(Data excerpts)
------------------------------------------------------------
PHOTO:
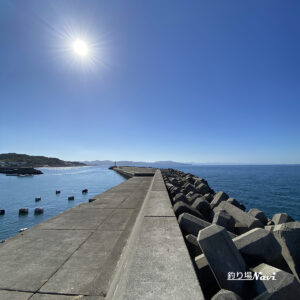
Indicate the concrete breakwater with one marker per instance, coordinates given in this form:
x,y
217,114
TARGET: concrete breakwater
x,y
235,252
20,171
126,244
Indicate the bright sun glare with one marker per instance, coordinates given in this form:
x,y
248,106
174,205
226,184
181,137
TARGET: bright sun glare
x,y
80,47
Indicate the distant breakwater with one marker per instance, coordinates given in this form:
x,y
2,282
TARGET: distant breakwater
x,y
224,240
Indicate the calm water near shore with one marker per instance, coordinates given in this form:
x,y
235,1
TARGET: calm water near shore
x,y
16,192
269,188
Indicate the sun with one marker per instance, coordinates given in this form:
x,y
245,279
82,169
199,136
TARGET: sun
x,y
80,47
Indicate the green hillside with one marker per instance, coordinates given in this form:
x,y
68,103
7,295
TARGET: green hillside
------------------------------------------------------------
TASK INSTRUCTIONS >>
Among the entries above, find every line holding "green" and copy it.

COMPLETED EXERCISE >>
Indicate the green hillside with one marker per instance, coordinates given in this form:
TARGET: green hillside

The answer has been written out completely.